● **WHAT THIS TASK INVOLVES**:
Below is some material; set it all down exactly, apart from the pictures.

★ ★ ★ ★ ★ ★ ★

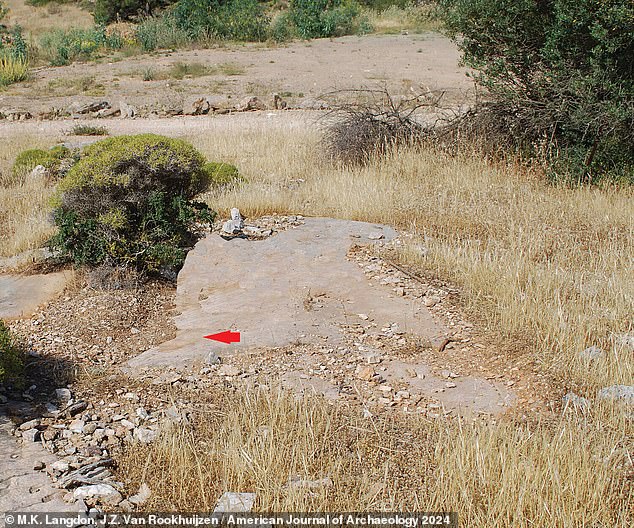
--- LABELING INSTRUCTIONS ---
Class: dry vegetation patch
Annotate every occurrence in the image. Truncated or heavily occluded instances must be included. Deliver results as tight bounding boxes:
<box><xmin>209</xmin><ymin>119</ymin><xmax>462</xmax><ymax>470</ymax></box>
<box><xmin>0</xmin><ymin>115</ymin><xmax>634</xmax><ymax>527</ymax></box>
<box><xmin>119</xmin><ymin>389</ymin><xmax>631</xmax><ymax>526</ymax></box>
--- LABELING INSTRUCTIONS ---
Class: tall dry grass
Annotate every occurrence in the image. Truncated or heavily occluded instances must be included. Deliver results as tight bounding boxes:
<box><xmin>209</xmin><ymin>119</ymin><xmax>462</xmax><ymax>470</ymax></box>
<box><xmin>0</xmin><ymin>135</ymin><xmax>53</xmax><ymax>257</ymax></box>
<box><xmin>119</xmin><ymin>390</ymin><xmax>632</xmax><ymax>527</ymax></box>
<box><xmin>4</xmin><ymin>0</ymin><xmax>94</xmax><ymax>37</ymax></box>
<box><xmin>0</xmin><ymin>113</ymin><xmax>634</xmax><ymax>527</ymax></box>
<box><xmin>191</xmin><ymin>120</ymin><xmax>634</xmax><ymax>395</ymax></box>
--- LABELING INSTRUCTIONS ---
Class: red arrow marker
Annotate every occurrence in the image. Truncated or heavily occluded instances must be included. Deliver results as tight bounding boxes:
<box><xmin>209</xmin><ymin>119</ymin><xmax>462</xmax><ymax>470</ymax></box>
<box><xmin>203</xmin><ymin>330</ymin><xmax>240</xmax><ymax>345</ymax></box>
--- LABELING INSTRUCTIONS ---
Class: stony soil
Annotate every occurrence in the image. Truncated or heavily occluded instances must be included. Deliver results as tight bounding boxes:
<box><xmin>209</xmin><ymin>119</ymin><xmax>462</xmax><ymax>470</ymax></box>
<box><xmin>0</xmin><ymin>33</ymin><xmax>472</xmax><ymax>117</ymax></box>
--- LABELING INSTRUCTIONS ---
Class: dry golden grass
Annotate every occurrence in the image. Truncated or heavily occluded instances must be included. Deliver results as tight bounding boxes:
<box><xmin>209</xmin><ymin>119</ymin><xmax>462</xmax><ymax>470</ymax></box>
<box><xmin>119</xmin><ymin>390</ymin><xmax>632</xmax><ymax>527</ymax></box>
<box><xmin>365</xmin><ymin>5</ymin><xmax>440</xmax><ymax>34</ymax></box>
<box><xmin>4</xmin><ymin>0</ymin><xmax>94</xmax><ymax>37</ymax></box>
<box><xmin>0</xmin><ymin>113</ymin><xmax>634</xmax><ymax>527</ymax></box>
<box><xmin>0</xmin><ymin>135</ymin><xmax>53</xmax><ymax>257</ymax></box>
<box><xmin>192</xmin><ymin>117</ymin><xmax>634</xmax><ymax>395</ymax></box>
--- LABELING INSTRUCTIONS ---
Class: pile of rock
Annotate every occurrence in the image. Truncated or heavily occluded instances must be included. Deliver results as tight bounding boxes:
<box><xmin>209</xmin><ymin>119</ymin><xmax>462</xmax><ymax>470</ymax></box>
<box><xmin>215</xmin><ymin>207</ymin><xmax>304</xmax><ymax>240</ymax></box>
<box><xmin>14</xmin><ymin>388</ymin><xmax>162</xmax><ymax>510</ymax></box>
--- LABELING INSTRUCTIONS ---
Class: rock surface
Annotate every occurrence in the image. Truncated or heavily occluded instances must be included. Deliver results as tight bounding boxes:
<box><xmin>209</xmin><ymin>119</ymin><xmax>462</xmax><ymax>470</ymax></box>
<box><xmin>0</xmin><ymin>272</ymin><xmax>71</xmax><ymax>319</ymax></box>
<box><xmin>0</xmin><ymin>417</ymin><xmax>82</xmax><ymax>516</ymax></box>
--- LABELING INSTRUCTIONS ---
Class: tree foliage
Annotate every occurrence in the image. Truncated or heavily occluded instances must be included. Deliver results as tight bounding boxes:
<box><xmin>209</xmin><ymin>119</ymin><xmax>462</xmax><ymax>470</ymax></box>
<box><xmin>439</xmin><ymin>0</ymin><xmax>634</xmax><ymax>181</ymax></box>
<box><xmin>51</xmin><ymin>134</ymin><xmax>214</xmax><ymax>278</ymax></box>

★ ★ ★ ★ ★ ★ ★

● **REPLY**:
--- LABELING INSTRUCTIONS ---
Class: dry vegetation patch
Annotate every occurrence in the image. Truncated or heavily occluded instances must be included. Deliver results as tight bounding boxes:
<box><xmin>209</xmin><ymin>119</ymin><xmax>462</xmax><ymax>470</ymax></box>
<box><xmin>0</xmin><ymin>115</ymin><xmax>634</xmax><ymax>527</ymax></box>
<box><xmin>119</xmin><ymin>389</ymin><xmax>631</xmax><ymax>526</ymax></box>
--- LABELING INSTRUCTIONS ---
Class: tall dry grass
Annotate every occurrence in the image. Truncated or heavily occluded instances must be included. Deliver results as tight bounding boxes:
<box><xmin>209</xmin><ymin>119</ymin><xmax>462</xmax><ymax>470</ymax></box>
<box><xmin>0</xmin><ymin>135</ymin><xmax>53</xmax><ymax>257</ymax></box>
<box><xmin>119</xmin><ymin>390</ymin><xmax>632</xmax><ymax>527</ymax></box>
<box><xmin>4</xmin><ymin>0</ymin><xmax>94</xmax><ymax>37</ymax></box>
<box><xmin>0</xmin><ymin>113</ymin><xmax>634</xmax><ymax>527</ymax></box>
<box><xmin>191</xmin><ymin>120</ymin><xmax>634</xmax><ymax>395</ymax></box>
--- LABELING INSTRUCTIONS ---
Class: red arrow marker
Annotate every occurrence in the image. Truncated or heavily occluded instances must be included. Deliver results as tight bounding boxes:
<box><xmin>209</xmin><ymin>119</ymin><xmax>462</xmax><ymax>470</ymax></box>
<box><xmin>203</xmin><ymin>330</ymin><xmax>240</xmax><ymax>345</ymax></box>
--- LABELING INSTRUCTIONS ---
Class: stony soil
Annotate every occurrence in the image. Truncated or heavily occluded instances must be included. Deliver results as tight bounding boxes:
<box><xmin>209</xmin><ymin>119</ymin><xmax>462</xmax><ymax>470</ymax></box>
<box><xmin>0</xmin><ymin>33</ymin><xmax>472</xmax><ymax>117</ymax></box>
--- LABELING INSTRUCTIONS ---
Class: dry golden grass
Annotate every occurrence in the image. Truncated or heavily occluded instances must be included. Deliver results as tight bounding boxes:
<box><xmin>209</xmin><ymin>119</ymin><xmax>462</xmax><ymax>470</ymax></box>
<box><xmin>119</xmin><ymin>390</ymin><xmax>632</xmax><ymax>527</ymax></box>
<box><xmin>365</xmin><ymin>5</ymin><xmax>440</xmax><ymax>34</ymax></box>
<box><xmin>4</xmin><ymin>0</ymin><xmax>94</xmax><ymax>37</ymax></box>
<box><xmin>0</xmin><ymin>113</ymin><xmax>634</xmax><ymax>527</ymax></box>
<box><xmin>0</xmin><ymin>135</ymin><xmax>53</xmax><ymax>257</ymax></box>
<box><xmin>192</xmin><ymin>117</ymin><xmax>634</xmax><ymax>395</ymax></box>
--- LABELING INSTRUCTIONS ---
Class: pile of rock
Annotate every occurrence in the image. Truncated or heavily occluded instances must be included. Deliver results as tight bounding boxes:
<box><xmin>209</xmin><ymin>119</ymin><xmax>462</xmax><ymax>470</ymax></box>
<box><xmin>215</xmin><ymin>207</ymin><xmax>304</xmax><ymax>240</ymax></box>
<box><xmin>14</xmin><ymin>388</ymin><xmax>162</xmax><ymax>510</ymax></box>
--- LABELING INSTRUCTIONS ---
Class: rock surface
Annotate every occurrence in the image. Truncated or heavily occluded instances must be included. Deliver results as tight bounding boxes:
<box><xmin>209</xmin><ymin>119</ymin><xmax>462</xmax><ymax>470</ymax></box>
<box><xmin>0</xmin><ymin>272</ymin><xmax>71</xmax><ymax>319</ymax></box>
<box><xmin>0</xmin><ymin>417</ymin><xmax>82</xmax><ymax>516</ymax></box>
--- LABELING INSTRUCTIONS ---
Class: tree foliage
Annotate every occurrence in the image. Truncated or heavily occluded instances must be included. Deliver results as tight bounding boxes:
<box><xmin>209</xmin><ymin>119</ymin><xmax>462</xmax><ymax>470</ymax></box>
<box><xmin>439</xmin><ymin>0</ymin><xmax>634</xmax><ymax>181</ymax></box>
<box><xmin>51</xmin><ymin>134</ymin><xmax>214</xmax><ymax>278</ymax></box>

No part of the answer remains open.